- INSTRUCTION:
Pick out every line below that contains the word "sofa" and copy each one. Case counts.
=== INPUT DATA ===
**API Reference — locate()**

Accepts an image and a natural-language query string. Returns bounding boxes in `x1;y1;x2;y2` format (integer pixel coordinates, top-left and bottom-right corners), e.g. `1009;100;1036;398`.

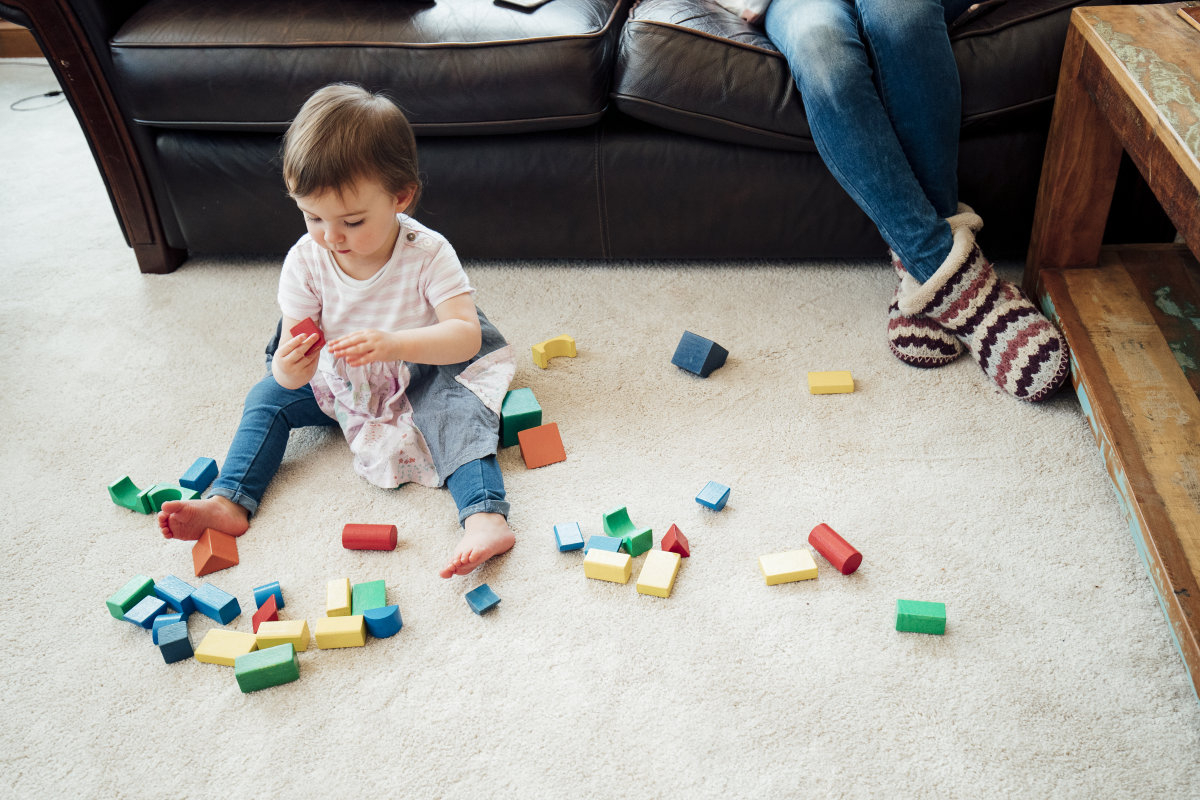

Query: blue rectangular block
192;583;241;625
154;575;196;614
179;458;218;492
554;522;583;553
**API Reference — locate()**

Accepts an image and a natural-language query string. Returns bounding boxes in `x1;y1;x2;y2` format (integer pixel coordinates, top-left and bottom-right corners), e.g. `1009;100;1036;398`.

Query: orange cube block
192;528;238;577
517;422;566;469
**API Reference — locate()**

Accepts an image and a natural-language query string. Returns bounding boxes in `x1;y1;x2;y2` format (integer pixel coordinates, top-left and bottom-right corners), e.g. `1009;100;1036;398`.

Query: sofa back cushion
110;0;626;136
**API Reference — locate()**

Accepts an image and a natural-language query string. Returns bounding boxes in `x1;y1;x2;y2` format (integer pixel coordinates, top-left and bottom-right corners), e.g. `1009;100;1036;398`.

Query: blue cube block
696;481;730;511
466;583;500;614
158;622;193;664
671;331;730;378
192;583;241;625
254;581;283;608
554;522;583;553
179;458;220;492
154;575;196;614
124;597;167;630
362;606;404;639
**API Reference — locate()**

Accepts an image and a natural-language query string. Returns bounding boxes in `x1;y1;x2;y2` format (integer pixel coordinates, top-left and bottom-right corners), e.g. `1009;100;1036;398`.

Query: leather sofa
0;0;1163;272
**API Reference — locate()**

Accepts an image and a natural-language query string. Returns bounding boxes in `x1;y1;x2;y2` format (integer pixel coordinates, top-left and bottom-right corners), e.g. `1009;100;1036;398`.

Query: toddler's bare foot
158;494;250;541
438;513;516;578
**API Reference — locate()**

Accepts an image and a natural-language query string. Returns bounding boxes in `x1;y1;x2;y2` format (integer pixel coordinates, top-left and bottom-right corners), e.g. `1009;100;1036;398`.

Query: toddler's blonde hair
283;83;421;212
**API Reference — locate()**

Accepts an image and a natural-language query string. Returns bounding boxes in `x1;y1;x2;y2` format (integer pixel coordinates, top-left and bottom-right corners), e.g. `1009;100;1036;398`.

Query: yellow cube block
637;551;683;597
196;627;258;667
254;619;311;652
583;547;634;583
758;551;817;587
809;371;854;395
317;614;367;650
325;578;350;616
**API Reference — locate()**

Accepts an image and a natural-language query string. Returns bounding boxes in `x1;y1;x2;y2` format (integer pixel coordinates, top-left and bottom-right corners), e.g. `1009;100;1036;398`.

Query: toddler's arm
329;293;482;367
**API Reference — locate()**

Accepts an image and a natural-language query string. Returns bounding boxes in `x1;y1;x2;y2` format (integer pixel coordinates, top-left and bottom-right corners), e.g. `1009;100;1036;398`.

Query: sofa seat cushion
110;0;625;136
613;0;1104;151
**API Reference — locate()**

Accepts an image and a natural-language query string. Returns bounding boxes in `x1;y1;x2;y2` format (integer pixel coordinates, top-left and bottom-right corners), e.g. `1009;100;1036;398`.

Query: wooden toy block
500;389;541;447
192;583;241;625
696;481;730;511
233;644;300;692
517;422;566;469
758;551;817;587
583;547;634;583
104;575;154;620
896;600;946;636
362;606;404;639
463;583;500;614
155;622;193;664
809;522;863;575
108;475;150;513
192;528;238;578
637;551;683;597
179;456;221;492
254;619;311;652
350;581;388;616
194;627;258;667
533;333;576;369
325;578;350;616
150;614;187;644
809;372;854;395
317;616;367;650
661;525;691;558
671;331;730;378
154;575;196;614
289;317;325;356
250;595;280;633
554;522;583;553
342;523;397;551
254;581;283;608
583;536;623;555
122;595;167;631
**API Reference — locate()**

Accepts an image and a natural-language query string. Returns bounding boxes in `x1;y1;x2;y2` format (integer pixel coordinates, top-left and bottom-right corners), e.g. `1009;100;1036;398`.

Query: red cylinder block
809;523;863;575
342;524;396;551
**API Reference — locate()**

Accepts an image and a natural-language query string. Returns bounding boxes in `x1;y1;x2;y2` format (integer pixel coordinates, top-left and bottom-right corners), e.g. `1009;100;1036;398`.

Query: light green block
233;642;300;692
350;581;388;616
===
- ANSWER FOR THE TASK:
Query: sofa back cushion
Query: leather sofa
Query: sofa seat cushion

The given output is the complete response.